Please copy every one of the records below word for word, leaving any pictures out of your answer.

(Items from a dataset)

---+---

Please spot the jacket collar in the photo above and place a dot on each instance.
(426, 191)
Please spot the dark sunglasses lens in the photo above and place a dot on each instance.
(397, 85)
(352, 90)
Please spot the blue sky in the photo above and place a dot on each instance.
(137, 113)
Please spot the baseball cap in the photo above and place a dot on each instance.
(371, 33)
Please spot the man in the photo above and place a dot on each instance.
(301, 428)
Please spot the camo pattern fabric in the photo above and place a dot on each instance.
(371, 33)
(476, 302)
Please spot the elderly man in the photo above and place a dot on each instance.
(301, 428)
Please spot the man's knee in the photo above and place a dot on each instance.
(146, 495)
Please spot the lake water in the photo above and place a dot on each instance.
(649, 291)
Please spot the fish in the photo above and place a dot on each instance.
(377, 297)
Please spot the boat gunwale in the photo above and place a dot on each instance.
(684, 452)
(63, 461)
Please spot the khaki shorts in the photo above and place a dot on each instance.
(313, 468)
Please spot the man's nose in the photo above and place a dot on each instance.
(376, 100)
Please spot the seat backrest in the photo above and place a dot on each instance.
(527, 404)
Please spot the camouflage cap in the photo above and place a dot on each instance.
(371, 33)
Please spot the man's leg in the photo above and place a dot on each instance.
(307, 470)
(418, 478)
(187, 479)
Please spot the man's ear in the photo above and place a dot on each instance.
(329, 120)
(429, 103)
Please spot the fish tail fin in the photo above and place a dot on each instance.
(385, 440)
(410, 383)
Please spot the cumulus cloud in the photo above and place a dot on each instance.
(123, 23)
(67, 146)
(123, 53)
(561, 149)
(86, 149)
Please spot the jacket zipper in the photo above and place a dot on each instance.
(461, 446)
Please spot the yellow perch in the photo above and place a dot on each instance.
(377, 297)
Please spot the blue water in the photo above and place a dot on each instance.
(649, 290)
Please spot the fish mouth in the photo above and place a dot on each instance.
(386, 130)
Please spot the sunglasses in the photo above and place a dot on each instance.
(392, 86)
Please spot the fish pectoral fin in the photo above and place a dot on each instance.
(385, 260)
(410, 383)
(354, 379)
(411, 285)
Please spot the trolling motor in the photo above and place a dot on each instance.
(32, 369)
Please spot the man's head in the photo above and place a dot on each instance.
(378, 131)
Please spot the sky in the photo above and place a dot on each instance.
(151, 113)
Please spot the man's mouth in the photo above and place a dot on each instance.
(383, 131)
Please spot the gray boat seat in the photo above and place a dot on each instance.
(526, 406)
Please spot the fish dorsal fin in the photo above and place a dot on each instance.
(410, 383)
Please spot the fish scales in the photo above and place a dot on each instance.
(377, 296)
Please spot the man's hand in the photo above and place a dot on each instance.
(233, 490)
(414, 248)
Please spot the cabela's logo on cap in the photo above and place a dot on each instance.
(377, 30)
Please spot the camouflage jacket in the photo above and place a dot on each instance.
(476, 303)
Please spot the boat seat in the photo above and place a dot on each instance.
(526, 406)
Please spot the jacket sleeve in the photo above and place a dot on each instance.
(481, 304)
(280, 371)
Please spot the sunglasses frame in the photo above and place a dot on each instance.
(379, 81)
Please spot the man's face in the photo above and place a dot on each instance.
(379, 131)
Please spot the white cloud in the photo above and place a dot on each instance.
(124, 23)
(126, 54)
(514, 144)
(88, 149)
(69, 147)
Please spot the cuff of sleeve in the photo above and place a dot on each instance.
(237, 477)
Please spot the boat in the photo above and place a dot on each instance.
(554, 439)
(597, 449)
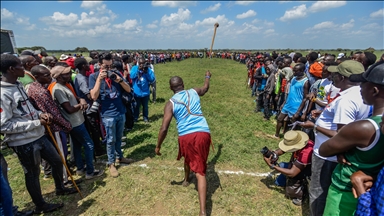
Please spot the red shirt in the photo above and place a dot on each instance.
(283, 85)
(304, 155)
(42, 100)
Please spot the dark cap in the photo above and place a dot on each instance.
(28, 52)
(374, 74)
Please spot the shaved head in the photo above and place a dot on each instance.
(176, 83)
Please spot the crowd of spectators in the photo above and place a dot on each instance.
(89, 102)
(313, 98)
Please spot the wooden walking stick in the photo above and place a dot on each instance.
(213, 38)
(63, 160)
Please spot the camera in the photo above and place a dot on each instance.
(267, 153)
(146, 66)
(94, 108)
(111, 74)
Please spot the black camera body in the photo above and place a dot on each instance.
(111, 74)
(267, 153)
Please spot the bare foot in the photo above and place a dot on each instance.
(185, 183)
(273, 136)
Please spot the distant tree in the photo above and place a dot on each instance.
(81, 49)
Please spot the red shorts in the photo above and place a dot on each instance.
(194, 148)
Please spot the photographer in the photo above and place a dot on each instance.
(108, 86)
(142, 76)
(299, 166)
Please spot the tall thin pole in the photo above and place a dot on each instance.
(213, 38)
(63, 160)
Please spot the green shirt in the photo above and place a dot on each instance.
(27, 80)
(370, 160)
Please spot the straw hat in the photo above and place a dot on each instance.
(293, 141)
(63, 57)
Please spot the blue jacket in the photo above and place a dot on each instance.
(141, 81)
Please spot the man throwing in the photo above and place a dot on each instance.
(194, 134)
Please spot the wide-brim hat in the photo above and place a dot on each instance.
(293, 140)
(347, 68)
(58, 70)
(63, 57)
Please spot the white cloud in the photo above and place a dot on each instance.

---+---

### OUTPUT OF THE TASK:
Please spot the jacket collar in the photo above and place a dot on each instance.
(426, 191)
Please spot the dark sunglasses lens in the photo above and place a dot on each instance.
(397, 85)
(352, 90)
Please spot the blue sky in the photo above and place a dot on each instance.
(137, 113)
Please spot the baseball cap in the photo above and place a dot on each instance.
(371, 33)
Please spot the man in the photo above and place a dot on each instance.
(301, 428)
Please spot the camo pattern fabric in the photo above and place a dot on each instance.
(371, 33)
(476, 302)
Please spot the elderly man in the photo above and place a dot on each instance.
(301, 428)
Please spot the man's knee in the photo above and place a dot on each instance.
(146, 495)
Please spot the lake water in the photo above and place a dot on each instance.
(649, 291)
Please spot the fish in the photo above and place a dot on each instance.
(377, 297)
Please spot the boat gunwale in the photo above and place a dot on each instance.
(684, 452)
(63, 461)
Please spot the khaki shorts in the photo above and place a dot on each instance.
(313, 468)
Please spot the man's nose in the photo above and place a dot on each instance.
(376, 100)
Please spot the seat backrest in the photo above and place a dot on each instance.
(527, 404)
Please spot the camouflage cap in the photo above and place a dot on each instance.
(371, 33)
Please spot the man's leg in the photo above and place a dot on each instance.
(307, 470)
(418, 478)
(187, 479)
Please spot the man's ear in the photo above and place a dot on each instance.
(329, 120)
(429, 103)
Please spot the fish tail fin in the photo above and place a dot on each instance.
(385, 440)
(410, 383)
Please spot the cumulus cloud in the photo above and place a dot on each instance.
(123, 23)
(67, 146)
(123, 53)
(561, 149)
(86, 149)
Please spot the jacket zipper in the photo above and place a dot on each instance.
(461, 446)
Please spot the yellow perch in the photo above and place a dot on each instance.
(377, 297)
Please spot the blue water in the photo above and place a dot on each instance.
(649, 290)
Please spot the fish mouth in the photo above and place a dot on each instance.
(386, 130)
Please spot the sunglasses in the photo above and place a dot on each instance.
(392, 86)
Please spot the fish pectoral fin in the photo above and place a dot on each instance.
(385, 260)
(410, 383)
(354, 379)
(411, 285)
Please spot the trolling motor in the photo above and place a dot on each instance.
(32, 369)
Please spot the man's head in the photo above and place a dot on each instance.
(378, 131)
Please spot the sky in the photo above and place a dot on each instance.
(151, 113)
Please spot the man's mouth in the photo above and place a dot on each instance.
(383, 131)
Please spot the gray boat seat in the photo above and place a dot on each instance.
(526, 406)
Please spot the fish dorsal fin in the photo above and place a dot on each instance.
(410, 383)
Please spot the fish scales in the photo above and place a dot on each instance.
(377, 296)
Please spot the man's hand in the photo above and place a dot on each instance.
(233, 490)
(414, 248)
Please spot the cabela's logo on cap in the photo above and place a dot on each instance.
(377, 30)
Please spot the camouflage jacket in the photo above and place a dot on each instance.
(476, 303)
Please spot the boat seat in the photo above and place a dot on each instance.
(526, 406)
Please spot the jacket sleeve in the photo above and place a dot on each instance.
(481, 304)
(280, 371)
Please spot the sunglasses frame in the photo above and place a dot on each instance.
(379, 81)
Please spot the man's face in the photo above and place a dot on each instance.
(379, 131)
Please spot the white cloud in the photo above and place a dot on each instance.
(124, 23)
(126, 54)
(514, 144)
(88, 149)
(69, 147)
Please spot the cuff of sleeve in the photo above and place a dot on each instance.
(237, 477)
Please spot the boat in the photo above and place a dot on each instance.
(554, 439)
(597, 449)
Please spot the red shirt in the photo above and place a dot on each instance.
(283, 85)
(304, 155)
(42, 100)
Please spot the dark cap in the photo above and place a dot on each instance.
(28, 52)
(374, 74)
Please spot the shaved head in the photo above and place a dot on each instance.
(176, 83)
Please spot the crowd of spectators in the photo above and place a dot on each instance.
(89, 102)
(313, 98)
Please spot the wooden walking stick in the photo above and place a dot on each instance.
(213, 38)
(63, 160)
Please spot the camera in the photo above and place a dot on each instance.
(267, 153)
(146, 66)
(94, 108)
(111, 74)
Please spot the black camera body in the photo above and place a dot on each instance.
(111, 74)
(267, 153)
Please spot the bare foot in the photo above and place a dot on each instance.
(185, 183)
(273, 136)
Please spot the distant tree in the photo above and place a dot on each instance.
(81, 49)
Please spot the red shorts in the photo above and place a dot on each instance.
(194, 148)
Please spot the photographer in the photo above and place a dot on each instance.
(108, 86)
(142, 76)
(299, 166)
Please spot the tall thin pole in the photo above and place a dot on each instance.
(213, 38)
(63, 160)
Please spot the green shirt in the photo above and place a dot on each instance.
(27, 80)
(370, 160)
Please spot the straw hat in the photo above and place a dot on each instance.
(293, 141)
(63, 57)
Please spot the blue jacket in the photo above and place a dot on each instance.
(141, 81)
Please spot the man throwing in the photo above and place a dot on each instance.
(194, 134)
Please spot the wide-brim hat in the photo above and place a dot on each instance.
(293, 140)
(347, 68)
(58, 70)
(63, 57)
Please spot the white cloud in the photo above and place a dot on each instance.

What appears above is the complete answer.